(Items listed in a dataset)
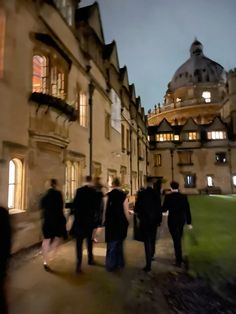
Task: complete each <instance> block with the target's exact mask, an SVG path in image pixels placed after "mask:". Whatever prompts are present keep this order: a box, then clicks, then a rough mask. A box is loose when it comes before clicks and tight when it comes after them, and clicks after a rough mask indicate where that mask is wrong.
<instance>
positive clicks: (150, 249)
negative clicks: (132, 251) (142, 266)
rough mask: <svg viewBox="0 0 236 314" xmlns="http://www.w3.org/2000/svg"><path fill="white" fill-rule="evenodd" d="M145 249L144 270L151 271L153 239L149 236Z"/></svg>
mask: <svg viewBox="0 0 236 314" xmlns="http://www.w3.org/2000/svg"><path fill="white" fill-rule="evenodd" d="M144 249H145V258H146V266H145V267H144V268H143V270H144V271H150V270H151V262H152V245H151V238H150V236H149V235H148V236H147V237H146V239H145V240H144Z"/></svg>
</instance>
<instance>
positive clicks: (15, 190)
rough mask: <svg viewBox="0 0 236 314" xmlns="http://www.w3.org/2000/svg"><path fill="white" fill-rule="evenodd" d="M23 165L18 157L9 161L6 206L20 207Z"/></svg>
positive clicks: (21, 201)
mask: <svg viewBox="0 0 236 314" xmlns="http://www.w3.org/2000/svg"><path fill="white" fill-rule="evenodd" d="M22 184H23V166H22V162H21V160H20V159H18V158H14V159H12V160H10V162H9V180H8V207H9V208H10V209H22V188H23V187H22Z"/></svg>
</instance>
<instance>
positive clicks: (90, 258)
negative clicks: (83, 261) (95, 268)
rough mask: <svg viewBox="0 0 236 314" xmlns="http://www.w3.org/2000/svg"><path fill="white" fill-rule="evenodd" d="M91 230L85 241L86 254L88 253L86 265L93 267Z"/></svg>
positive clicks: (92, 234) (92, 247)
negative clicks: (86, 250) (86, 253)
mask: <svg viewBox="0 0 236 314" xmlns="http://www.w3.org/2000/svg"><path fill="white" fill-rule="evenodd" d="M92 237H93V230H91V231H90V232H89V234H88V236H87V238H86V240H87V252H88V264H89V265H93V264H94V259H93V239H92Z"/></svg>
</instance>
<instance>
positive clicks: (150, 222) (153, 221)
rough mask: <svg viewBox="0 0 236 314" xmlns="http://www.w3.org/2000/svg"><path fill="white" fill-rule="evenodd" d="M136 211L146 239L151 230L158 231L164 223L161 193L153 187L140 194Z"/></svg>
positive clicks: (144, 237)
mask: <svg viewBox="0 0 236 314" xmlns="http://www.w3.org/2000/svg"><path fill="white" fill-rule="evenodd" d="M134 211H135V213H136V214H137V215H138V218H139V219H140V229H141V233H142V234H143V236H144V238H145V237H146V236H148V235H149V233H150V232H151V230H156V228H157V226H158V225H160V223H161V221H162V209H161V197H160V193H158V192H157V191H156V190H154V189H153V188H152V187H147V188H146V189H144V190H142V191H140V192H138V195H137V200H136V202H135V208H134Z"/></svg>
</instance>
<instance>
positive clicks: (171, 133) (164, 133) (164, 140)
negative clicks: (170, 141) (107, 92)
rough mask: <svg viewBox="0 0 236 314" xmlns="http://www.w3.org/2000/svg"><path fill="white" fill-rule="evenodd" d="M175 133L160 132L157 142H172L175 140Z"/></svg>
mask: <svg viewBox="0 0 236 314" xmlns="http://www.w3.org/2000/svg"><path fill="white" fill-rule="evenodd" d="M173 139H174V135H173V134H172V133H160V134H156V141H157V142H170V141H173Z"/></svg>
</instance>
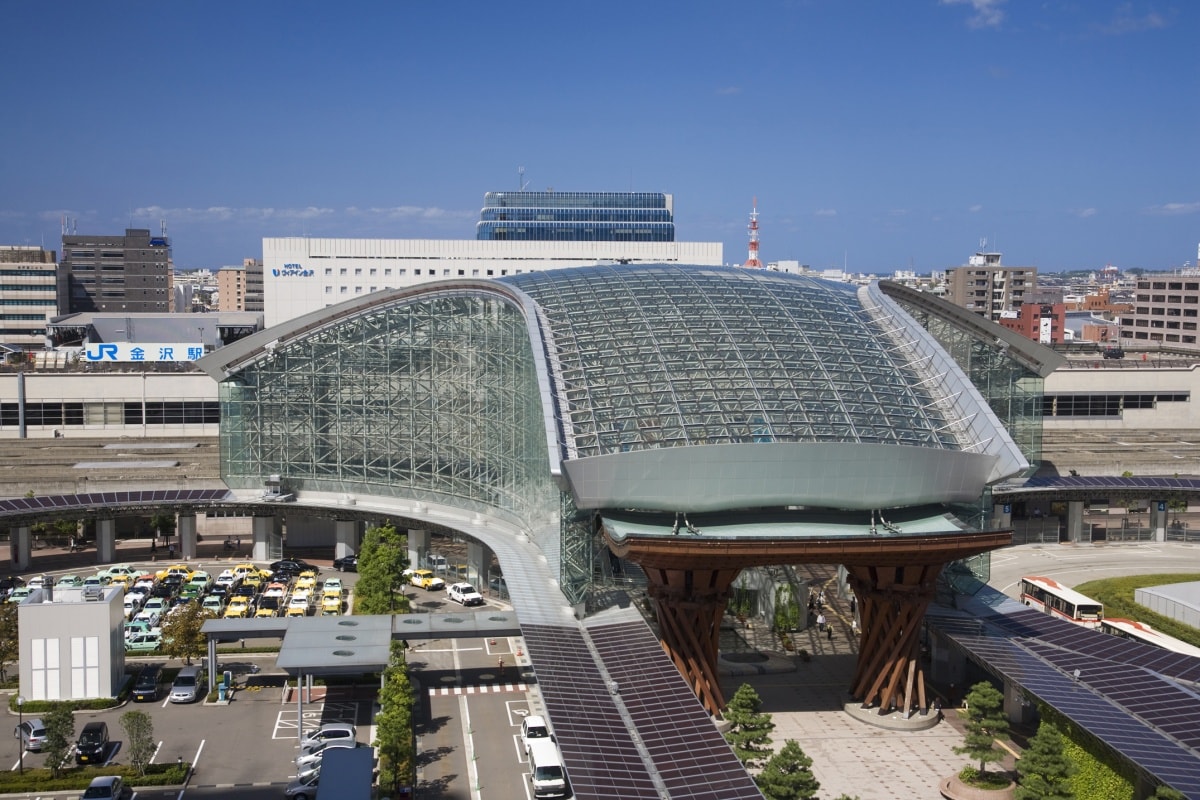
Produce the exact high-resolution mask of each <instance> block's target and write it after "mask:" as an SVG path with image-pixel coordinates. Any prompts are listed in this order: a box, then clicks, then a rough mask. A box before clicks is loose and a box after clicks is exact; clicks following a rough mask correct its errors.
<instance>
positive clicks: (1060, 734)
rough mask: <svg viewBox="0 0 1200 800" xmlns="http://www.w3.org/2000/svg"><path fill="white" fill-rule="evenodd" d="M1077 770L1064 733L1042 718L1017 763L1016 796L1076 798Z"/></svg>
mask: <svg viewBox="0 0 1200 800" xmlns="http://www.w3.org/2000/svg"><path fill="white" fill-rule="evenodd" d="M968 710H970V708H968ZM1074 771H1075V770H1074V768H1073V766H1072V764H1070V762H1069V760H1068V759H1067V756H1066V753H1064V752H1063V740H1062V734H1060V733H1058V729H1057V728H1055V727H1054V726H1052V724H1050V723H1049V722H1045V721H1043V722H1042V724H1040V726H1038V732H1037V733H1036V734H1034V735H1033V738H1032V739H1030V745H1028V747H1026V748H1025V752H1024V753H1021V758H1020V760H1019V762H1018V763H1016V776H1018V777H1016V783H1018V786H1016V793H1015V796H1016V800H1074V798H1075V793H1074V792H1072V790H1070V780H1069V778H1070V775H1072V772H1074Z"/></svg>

---

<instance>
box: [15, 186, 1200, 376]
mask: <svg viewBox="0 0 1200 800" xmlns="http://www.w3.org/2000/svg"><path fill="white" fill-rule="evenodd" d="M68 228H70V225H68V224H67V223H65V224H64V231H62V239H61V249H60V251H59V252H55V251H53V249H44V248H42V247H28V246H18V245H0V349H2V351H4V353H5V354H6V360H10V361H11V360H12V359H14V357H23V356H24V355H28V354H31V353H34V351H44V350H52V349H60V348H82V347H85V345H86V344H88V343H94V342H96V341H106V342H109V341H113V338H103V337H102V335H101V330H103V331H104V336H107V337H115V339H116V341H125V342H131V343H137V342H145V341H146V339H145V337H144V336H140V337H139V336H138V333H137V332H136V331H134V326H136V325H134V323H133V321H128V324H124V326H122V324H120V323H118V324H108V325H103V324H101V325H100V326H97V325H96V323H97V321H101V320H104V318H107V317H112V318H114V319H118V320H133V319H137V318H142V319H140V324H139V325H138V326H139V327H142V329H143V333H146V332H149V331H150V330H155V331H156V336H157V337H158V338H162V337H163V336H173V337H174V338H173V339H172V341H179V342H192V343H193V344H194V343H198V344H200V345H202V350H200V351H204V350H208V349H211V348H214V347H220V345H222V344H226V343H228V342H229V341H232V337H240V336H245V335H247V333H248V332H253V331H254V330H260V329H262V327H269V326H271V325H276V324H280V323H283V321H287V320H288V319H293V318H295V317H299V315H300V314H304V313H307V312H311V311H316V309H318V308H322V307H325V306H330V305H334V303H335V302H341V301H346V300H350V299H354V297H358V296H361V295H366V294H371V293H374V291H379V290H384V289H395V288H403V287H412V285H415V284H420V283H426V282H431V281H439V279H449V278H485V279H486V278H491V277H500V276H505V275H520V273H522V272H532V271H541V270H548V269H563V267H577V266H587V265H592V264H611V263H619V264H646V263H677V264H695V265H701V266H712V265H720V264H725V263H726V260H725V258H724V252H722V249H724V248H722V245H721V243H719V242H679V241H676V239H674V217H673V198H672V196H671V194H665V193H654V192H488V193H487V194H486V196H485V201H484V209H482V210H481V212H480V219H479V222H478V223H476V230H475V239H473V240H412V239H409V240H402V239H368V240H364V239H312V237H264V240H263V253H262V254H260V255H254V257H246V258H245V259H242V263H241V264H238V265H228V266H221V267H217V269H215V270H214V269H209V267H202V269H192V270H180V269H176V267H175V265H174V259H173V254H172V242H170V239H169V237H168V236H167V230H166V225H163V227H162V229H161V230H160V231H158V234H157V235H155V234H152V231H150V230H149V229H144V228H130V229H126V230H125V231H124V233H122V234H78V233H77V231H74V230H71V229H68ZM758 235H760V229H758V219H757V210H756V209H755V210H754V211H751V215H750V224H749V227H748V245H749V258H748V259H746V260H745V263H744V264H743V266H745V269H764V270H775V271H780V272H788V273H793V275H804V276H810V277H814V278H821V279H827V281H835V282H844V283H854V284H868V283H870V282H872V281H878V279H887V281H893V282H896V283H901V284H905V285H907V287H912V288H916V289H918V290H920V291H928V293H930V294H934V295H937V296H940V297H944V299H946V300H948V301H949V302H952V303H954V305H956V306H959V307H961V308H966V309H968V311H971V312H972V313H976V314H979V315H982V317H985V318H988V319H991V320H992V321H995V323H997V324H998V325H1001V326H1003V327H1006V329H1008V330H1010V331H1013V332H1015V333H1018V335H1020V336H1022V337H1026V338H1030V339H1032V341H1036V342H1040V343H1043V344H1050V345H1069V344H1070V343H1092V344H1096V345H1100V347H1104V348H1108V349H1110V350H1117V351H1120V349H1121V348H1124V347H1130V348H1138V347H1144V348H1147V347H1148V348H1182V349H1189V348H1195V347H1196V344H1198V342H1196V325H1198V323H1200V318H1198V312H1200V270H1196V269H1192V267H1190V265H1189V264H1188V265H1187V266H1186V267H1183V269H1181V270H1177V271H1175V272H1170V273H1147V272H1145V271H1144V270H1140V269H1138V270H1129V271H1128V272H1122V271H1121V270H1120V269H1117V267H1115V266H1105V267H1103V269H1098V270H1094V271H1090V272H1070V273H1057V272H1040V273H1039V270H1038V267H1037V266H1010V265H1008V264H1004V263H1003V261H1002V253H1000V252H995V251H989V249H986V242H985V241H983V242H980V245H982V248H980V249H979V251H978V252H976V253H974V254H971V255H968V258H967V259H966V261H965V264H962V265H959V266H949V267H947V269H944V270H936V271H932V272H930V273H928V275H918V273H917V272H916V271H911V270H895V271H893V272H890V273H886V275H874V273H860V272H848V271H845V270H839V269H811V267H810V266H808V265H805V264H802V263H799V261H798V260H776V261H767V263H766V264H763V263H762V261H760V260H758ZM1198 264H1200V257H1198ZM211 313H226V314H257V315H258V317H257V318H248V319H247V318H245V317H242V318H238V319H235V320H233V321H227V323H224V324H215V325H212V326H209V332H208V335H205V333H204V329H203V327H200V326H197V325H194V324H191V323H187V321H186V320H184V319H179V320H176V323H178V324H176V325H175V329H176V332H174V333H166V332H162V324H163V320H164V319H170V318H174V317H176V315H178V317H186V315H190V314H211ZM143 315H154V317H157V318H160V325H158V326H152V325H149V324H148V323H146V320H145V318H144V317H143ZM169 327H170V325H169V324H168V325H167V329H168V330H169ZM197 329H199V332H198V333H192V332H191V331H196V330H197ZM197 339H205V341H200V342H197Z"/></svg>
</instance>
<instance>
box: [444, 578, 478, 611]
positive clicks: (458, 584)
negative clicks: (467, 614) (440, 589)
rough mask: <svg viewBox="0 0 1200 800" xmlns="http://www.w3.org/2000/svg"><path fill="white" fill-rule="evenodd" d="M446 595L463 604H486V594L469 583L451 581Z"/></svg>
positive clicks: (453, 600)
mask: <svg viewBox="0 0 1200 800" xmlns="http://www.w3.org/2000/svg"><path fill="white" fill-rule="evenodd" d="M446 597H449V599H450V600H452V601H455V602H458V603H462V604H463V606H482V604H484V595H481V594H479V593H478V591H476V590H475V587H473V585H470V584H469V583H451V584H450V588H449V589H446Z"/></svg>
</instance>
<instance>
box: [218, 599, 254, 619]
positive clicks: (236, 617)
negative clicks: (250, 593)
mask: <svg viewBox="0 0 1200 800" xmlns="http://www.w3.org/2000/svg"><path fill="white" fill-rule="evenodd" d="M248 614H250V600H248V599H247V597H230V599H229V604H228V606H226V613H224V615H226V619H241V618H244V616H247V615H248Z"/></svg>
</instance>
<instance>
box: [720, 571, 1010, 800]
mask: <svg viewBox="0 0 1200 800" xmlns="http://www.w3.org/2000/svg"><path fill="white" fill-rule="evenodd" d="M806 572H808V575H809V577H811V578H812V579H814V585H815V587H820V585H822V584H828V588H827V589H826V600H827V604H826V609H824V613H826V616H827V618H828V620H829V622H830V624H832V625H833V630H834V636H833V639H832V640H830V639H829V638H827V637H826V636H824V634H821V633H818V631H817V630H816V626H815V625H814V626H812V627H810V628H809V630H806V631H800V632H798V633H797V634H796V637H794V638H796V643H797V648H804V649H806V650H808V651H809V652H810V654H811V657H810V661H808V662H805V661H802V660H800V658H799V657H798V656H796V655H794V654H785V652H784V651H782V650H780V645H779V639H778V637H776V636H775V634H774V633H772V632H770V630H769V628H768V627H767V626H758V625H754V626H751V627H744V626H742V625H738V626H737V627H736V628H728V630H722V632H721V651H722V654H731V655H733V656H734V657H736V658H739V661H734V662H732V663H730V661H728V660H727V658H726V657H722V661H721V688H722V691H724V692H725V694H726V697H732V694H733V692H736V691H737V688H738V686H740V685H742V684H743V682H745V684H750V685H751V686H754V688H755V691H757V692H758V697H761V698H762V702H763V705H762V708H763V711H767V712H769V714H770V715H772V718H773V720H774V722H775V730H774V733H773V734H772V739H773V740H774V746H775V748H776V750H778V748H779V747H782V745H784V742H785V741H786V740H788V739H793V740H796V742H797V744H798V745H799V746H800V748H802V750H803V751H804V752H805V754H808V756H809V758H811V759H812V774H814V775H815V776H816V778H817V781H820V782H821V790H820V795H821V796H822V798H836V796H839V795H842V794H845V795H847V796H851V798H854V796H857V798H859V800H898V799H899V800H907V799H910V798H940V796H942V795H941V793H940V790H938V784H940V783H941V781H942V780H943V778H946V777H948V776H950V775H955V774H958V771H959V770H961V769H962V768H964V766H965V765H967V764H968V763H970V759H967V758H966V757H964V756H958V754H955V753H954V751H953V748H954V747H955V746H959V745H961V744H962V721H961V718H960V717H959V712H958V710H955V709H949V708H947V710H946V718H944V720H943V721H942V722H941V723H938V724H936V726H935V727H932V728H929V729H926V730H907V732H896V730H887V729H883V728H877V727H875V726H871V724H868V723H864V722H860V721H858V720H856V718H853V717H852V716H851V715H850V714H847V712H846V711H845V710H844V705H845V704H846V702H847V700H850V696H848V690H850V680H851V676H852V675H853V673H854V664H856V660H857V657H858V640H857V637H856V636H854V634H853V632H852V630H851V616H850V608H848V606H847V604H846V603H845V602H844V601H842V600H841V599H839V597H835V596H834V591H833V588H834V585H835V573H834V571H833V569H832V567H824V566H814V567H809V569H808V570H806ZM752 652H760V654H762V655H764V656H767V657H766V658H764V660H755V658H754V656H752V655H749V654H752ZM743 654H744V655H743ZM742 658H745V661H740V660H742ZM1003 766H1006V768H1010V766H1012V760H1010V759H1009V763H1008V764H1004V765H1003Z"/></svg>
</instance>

---

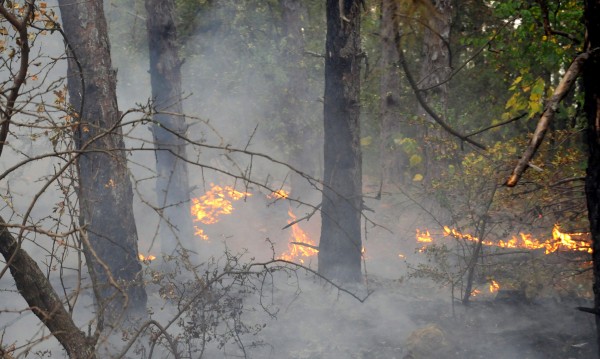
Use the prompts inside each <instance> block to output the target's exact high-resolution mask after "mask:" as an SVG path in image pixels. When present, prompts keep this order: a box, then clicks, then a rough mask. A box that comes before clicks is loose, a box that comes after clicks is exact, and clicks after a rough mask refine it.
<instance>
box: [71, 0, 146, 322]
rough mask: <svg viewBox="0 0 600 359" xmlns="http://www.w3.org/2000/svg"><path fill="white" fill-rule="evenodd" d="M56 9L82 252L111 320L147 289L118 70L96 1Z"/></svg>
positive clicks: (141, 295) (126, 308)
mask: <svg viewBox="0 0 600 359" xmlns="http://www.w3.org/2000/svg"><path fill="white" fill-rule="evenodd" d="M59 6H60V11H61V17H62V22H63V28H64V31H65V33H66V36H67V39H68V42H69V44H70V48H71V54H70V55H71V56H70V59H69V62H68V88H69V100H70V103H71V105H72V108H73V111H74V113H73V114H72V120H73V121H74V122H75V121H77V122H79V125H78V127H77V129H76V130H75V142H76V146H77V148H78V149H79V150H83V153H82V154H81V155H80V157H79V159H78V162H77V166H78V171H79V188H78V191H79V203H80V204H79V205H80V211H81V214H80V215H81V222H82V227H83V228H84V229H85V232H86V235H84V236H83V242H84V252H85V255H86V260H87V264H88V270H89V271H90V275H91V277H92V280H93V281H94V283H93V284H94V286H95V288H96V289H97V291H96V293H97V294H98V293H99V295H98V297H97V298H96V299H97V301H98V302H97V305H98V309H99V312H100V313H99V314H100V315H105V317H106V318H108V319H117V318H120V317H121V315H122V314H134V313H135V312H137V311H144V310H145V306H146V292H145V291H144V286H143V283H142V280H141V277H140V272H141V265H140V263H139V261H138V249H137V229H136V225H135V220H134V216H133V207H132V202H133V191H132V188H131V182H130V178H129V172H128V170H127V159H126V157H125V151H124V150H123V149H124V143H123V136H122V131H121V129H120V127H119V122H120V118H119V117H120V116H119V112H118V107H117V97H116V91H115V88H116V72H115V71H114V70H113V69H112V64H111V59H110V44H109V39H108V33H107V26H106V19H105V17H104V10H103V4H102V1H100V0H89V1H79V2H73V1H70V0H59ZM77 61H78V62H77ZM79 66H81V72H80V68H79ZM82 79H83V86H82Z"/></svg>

PROMPT: Reproduce the data verbatim from the line containing "Task: complete each" through the line containing "249L144 270L151 271L153", including both of those lines.

COMPLETED EXERCISE:
Task: complete each <instance> block with the target's exact mask, an SVG path in image pixels placed after "mask:". Whatever prompts are present keep this order: a box, then clicks, then a rough mask. A box is loose when it comes before clicks and tight when it comes after them, and clicks after a rough mask indicate where that mask is wrong.
<instance>
positive clicks: (150, 249)
negative clicks: (132, 251) (142, 266)
rough mask: <svg viewBox="0 0 236 314" xmlns="http://www.w3.org/2000/svg"><path fill="white" fill-rule="evenodd" d="M145 249L144 270L151 271L153 239L149 236Z"/></svg>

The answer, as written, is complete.